- _What to do_:
Look for the string "stone" in the data below, and copy each line that holds it.

++++ Records for the task ++++

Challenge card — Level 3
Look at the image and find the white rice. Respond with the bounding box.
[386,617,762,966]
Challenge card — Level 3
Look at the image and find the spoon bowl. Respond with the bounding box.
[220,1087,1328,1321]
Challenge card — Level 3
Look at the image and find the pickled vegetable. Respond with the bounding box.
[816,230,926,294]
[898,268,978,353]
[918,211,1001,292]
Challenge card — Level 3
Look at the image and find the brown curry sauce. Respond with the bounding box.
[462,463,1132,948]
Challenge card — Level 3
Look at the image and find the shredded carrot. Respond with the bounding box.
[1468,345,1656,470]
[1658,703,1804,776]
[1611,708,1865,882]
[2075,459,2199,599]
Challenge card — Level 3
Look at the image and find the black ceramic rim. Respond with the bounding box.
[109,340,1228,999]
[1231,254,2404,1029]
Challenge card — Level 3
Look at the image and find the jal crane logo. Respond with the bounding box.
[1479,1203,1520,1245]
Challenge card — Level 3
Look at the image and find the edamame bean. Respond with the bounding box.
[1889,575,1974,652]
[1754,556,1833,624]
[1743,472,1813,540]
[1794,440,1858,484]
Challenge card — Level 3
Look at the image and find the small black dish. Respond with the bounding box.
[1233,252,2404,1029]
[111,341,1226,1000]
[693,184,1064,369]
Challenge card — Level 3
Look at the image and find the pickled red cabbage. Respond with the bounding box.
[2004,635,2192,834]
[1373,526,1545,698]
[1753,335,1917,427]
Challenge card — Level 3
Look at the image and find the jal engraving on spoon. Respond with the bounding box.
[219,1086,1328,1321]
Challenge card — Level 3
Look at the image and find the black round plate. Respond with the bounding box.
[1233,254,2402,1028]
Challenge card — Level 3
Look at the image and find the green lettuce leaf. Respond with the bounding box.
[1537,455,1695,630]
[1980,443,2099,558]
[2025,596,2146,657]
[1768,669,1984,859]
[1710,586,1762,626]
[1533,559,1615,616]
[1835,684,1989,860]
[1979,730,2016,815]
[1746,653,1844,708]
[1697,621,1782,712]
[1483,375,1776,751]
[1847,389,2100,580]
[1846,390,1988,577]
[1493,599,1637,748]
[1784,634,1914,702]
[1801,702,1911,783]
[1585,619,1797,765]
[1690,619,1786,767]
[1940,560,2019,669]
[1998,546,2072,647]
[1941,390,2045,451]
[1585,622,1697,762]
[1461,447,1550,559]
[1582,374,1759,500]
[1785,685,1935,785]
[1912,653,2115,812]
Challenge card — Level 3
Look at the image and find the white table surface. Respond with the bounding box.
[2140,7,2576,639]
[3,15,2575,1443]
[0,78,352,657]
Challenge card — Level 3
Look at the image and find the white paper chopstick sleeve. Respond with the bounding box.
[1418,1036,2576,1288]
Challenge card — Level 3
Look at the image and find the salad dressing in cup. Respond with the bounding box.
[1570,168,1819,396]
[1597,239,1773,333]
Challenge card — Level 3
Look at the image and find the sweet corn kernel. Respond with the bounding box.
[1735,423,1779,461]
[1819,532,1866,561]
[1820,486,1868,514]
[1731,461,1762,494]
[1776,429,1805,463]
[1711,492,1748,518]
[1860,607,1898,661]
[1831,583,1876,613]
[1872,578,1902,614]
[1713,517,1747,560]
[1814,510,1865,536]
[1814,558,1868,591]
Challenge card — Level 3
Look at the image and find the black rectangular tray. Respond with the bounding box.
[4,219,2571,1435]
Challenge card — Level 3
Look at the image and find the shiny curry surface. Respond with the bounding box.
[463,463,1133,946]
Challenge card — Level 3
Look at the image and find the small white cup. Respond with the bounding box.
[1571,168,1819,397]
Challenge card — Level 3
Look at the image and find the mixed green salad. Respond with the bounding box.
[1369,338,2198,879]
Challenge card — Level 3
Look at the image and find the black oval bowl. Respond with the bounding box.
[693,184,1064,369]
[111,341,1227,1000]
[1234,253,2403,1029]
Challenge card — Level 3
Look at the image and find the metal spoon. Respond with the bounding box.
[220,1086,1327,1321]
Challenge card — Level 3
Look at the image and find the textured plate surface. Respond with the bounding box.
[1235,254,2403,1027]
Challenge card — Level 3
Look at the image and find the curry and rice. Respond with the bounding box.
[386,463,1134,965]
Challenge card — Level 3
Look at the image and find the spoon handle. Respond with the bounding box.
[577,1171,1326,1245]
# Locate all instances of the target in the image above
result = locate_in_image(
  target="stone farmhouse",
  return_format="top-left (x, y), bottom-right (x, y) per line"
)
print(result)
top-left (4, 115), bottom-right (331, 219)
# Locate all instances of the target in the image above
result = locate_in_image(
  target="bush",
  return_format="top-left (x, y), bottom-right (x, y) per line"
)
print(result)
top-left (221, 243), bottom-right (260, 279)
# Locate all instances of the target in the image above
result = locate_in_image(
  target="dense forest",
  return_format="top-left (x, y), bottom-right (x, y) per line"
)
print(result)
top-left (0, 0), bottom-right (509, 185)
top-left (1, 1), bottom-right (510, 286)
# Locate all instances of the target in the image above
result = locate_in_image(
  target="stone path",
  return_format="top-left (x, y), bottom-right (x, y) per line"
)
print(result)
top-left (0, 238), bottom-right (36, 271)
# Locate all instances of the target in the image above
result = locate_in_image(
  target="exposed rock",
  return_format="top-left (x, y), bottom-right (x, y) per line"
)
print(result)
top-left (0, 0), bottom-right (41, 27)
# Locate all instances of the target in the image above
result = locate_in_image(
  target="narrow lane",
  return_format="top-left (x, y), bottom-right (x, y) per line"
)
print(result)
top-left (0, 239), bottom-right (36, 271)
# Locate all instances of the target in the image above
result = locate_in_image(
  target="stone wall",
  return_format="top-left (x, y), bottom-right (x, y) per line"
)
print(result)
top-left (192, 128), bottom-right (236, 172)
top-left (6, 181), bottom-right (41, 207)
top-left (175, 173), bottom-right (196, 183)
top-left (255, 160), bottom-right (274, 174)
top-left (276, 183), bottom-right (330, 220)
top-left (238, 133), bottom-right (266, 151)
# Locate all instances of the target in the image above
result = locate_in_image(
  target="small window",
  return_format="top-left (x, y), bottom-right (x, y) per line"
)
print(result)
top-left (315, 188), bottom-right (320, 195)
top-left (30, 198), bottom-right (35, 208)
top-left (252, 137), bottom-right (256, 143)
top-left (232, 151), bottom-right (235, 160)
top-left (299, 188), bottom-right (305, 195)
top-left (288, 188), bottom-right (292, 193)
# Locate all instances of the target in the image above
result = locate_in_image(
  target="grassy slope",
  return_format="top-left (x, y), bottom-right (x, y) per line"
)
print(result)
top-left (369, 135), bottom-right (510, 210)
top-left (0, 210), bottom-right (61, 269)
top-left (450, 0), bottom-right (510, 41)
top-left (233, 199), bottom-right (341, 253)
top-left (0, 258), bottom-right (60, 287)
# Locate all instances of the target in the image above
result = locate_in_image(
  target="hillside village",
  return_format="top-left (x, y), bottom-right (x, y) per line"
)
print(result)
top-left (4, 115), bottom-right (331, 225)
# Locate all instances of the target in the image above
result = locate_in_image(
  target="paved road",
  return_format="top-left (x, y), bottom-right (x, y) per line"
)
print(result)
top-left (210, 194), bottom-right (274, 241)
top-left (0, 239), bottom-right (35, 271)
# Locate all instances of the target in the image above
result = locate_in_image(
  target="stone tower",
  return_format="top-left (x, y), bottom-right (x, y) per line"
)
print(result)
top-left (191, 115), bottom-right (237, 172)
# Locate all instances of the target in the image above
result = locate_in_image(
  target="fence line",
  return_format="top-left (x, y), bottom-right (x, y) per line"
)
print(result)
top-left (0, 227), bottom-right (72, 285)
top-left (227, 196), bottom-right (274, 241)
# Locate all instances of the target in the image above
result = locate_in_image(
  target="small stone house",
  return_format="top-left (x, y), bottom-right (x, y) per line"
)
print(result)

++++

- _Solution to the problem_:
  target="stone farmhouse",
  target="stone path",
  target="stone wall",
  target="stone tower",
  target="small stone house",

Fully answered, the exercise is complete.